-------- Extracted text

UNITED STATES
SECURITIES AND EXCHANGE COMMISSION

WASHINGTON, D.C. 20549

 


 

FORM 8-K/A

 

CURRENT REPORT

Pursuant to Section 13 or 15(d) of The Securities Exchange Act of 1934

 

Date of report (Date of earliest event reported): January 14, 2005

 

LIBERATE TECHNOLOGIES

(Exact name of registrant as specified in its charter)

 

Delaware

 

000-26565

 

94-3245315

(State or other jurisdiction of
incorporation)

 

(Commission File Number)

 

(IRS Employer Identification No.)

 

 

 

 

 

2655 Campus Drive, Suite 250, San Mateo, California

 

94403

(Address of principal executive offices)

 

(Zip Code)

 

 

 

 

 

(650) 645-4000

Registrant’s telephone number, including area code

 

 

(Former name or former address, if changed since last report.)

 

Check the appropriate box below if the Form 8-K filing is intended to simultaneously satisfy the filing obligations of the registrant under any of the following provisions (see General Instruction A.2. below):

 

o

 

Written communications pursuant to Rule 425 under the Securities Act (17 CFR 230.425)

ý

 

Soliciting material pursuant to Rule 14a-12 under the Exchange Act (17 CFR 240.14a-12)

o

 

Pre-commencement communications pursuant to Rule 14d-2(b) under the Exchange Act (17 CFR 240.14d-2(b))

o

 

Pre-commencement communications pursuant to Rule 13e-4(c) under the Exchange Act (17 CFR 240.13e-4(c))

 

 



 

Item 1.01  Entry into a Material Definitive Agreement

 

This Current Report on Form 8-K/A amends the Current Report on Form 8-K filed by Liberate Technologies (the “Registrant”) on January 13, 2005 to replace (i) the form of asset purchase agreement (the “Asset Purchase Agreement”) between Registrant and its subsidiary and Double C Technologies, LLC (the “Purchaser”), a joint venture majority owned and controlled by Comcast Corporation with a minority investment by Cox Communications, Inc. with an executed copy of the Asset Purchase Agreement dated as of January 14, 2005 and (ii) the form of the stockholder voting agreement between David Lockwood and Lockwood Fund LLC and the Purchaser (the “Voting Agreement”) with an executed copy of the Voting Agreement dated as of January 14, 2005.

 

As previously announced, the Asset Purchase Agreement and the Voting Agreement would only become effective upon the dismissal of the Registrant’s appeal (the “Bankruptcy Appeal”) in the U.S. District Court for the Northern District of California (the “District Court”) from the U.S. Bankruptcy Court for the Northern District of California (docketed as Case No. 04-31394-TEC).

 

On January 18, 2005, the Registrant announced that on January 14, 2005, the District Court issued an order dismissing the Bankruptcy Appeal with prejudice.  Accordingly, the Asset Purchase Agreement, the Voting Agreement and other related transaction documents became effective as of January 14, 2005.

----------------
-------- Record list

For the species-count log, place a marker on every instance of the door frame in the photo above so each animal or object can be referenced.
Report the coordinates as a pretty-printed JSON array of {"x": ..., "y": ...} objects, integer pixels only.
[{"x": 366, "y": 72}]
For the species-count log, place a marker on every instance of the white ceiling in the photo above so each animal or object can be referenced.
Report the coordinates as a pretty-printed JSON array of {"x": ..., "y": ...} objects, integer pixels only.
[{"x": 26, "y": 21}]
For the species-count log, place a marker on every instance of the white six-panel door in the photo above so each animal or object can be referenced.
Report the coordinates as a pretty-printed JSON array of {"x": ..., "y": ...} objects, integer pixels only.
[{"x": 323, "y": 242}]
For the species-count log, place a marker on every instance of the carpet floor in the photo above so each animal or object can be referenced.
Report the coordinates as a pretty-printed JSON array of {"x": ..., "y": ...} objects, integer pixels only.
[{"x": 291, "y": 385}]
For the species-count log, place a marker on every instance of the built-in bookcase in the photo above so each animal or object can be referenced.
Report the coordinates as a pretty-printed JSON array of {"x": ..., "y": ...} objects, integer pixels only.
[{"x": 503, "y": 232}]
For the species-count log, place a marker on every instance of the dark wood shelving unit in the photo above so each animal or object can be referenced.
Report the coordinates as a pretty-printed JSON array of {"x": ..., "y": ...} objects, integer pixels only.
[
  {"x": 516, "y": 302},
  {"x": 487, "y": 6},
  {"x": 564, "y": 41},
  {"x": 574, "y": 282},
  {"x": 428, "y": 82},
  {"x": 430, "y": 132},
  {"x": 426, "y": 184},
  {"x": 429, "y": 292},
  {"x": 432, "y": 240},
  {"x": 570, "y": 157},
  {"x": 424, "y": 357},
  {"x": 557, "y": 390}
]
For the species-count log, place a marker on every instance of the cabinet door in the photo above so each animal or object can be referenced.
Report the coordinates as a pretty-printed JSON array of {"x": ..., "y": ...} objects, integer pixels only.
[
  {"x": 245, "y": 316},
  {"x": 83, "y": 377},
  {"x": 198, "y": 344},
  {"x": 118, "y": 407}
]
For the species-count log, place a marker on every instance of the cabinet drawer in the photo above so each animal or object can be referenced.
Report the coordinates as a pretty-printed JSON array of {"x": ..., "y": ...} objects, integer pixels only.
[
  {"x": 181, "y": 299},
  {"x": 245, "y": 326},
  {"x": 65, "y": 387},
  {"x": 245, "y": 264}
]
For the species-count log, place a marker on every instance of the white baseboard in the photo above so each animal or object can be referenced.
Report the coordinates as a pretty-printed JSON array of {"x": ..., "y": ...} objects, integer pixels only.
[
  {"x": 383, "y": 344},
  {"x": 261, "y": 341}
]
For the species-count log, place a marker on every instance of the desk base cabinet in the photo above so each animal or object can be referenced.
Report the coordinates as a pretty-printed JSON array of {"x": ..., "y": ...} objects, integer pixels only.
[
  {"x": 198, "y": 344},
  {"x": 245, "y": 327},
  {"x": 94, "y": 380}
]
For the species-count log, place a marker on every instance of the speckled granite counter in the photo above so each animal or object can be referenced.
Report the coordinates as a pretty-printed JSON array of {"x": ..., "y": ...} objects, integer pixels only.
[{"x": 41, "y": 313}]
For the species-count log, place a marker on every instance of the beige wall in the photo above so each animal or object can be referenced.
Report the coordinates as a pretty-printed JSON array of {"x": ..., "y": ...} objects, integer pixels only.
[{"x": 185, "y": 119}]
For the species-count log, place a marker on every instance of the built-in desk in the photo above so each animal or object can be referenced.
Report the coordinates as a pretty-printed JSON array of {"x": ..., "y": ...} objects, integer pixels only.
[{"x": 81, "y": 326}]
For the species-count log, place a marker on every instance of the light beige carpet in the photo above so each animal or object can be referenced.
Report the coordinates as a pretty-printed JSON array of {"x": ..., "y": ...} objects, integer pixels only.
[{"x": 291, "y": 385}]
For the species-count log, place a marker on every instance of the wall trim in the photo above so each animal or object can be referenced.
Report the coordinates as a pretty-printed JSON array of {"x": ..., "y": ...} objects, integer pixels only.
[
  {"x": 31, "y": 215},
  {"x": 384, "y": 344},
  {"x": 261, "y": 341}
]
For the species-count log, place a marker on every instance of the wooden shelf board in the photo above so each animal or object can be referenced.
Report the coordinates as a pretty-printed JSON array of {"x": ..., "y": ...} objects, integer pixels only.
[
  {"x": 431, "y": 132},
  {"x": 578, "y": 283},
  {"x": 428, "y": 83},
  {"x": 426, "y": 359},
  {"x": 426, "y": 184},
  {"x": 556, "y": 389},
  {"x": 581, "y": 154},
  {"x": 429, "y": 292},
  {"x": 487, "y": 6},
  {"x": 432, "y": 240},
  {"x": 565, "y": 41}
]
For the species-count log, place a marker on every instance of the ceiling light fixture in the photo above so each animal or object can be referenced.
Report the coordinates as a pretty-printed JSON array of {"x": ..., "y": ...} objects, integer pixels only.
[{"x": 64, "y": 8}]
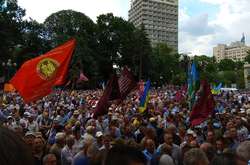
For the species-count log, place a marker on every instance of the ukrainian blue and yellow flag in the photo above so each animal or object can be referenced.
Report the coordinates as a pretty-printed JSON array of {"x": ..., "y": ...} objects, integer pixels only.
[
  {"x": 193, "y": 84},
  {"x": 144, "y": 99}
]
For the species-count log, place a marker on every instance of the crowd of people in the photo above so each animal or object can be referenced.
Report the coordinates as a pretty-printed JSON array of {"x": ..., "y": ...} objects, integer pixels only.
[{"x": 60, "y": 130}]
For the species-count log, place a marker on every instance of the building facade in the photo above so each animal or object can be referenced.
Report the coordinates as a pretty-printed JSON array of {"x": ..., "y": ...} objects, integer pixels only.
[
  {"x": 159, "y": 18},
  {"x": 237, "y": 51}
]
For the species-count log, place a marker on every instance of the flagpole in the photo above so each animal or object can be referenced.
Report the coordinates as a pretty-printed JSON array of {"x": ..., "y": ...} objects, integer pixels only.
[{"x": 140, "y": 69}]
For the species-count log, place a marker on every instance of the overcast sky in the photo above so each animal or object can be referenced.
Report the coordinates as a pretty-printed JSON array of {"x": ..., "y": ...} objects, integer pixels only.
[{"x": 202, "y": 23}]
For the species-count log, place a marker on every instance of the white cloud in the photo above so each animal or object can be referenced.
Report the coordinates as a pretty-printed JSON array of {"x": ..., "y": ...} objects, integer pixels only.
[
  {"x": 230, "y": 22},
  {"x": 41, "y": 9}
]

----------------

• [Given task A]
According to the Form 8-K/A filing, on what date did the District Court issue its order dismissing the Bankruptcy Appeal?
• [Given task B]
List every rule cited in the checkbox provisions of the Form 8-K/A filing, each with the act it falls under.
• [Given task C]
Write the next part of the Form 8-K/A filing, starting right after its final sentence.
None of the work here depends on the lines from the dataset.

• [Exercise output A]
January 14, 2005.

• [Exercise output B]
- Rule 425 under the Securities Act
- Rule 14a-12 under the Exchange Act
- Rule 14d-2(b) under the Exchange Act
- Rule 13e-4(c) under the Exchange Act

• [Exercise output C]
 

The Registrant will file a proxy statement and other relevant documents concerning the transactions contemplated by the Asset Purchase Agreement with the Securities and Exchange Commission.  Investors are urged to read the proxy statement when it becomes available and any other relevant documents filed with the SEC because they will contain important information on the proposed transaction.  Investors and security holders will be able to obtain the documents filed with the SEC free of charge at the Web site maintained by the SEC at www.sec.gov.  In addition, investors and security holders may obtain documents filed with the SEC by the Registrant free of charge by requesting them in writing from Liberate Technologies, 2655 Campus Drive, Suite 250, San Mateo, CA 94403, Attention: Investor Relations, or by telephone at (650) 645-4000.   The Registrant and its directors and executive officers may be deemed to be participants in the solicitation of proxies from the Registrant’s stockholders. A list of the names of those directors and executive officers and descriptions of their interests in the Registrant is contained in the Registrant’s proxy statement dated September 13, 2004, which is filed with the SEC.  Stockholders may obtain additional information about the interests of the directors and executive officers in this transaction by reading the proxy statement when it becomes available.

 

A copy of the press release announcing the dismissal of the Bankruptcy Appeal is attached hereto as Exhibit 99.1 and is incorporated herein by reference. A copy of the executed Asset Purchase Agreement is attached hereto as Exhibit 2.6 and is incorporated herein by reference. A copy of the executed Voting Agreement is attached hereto as Exhibit 99.2 and is incorporated herein by reference.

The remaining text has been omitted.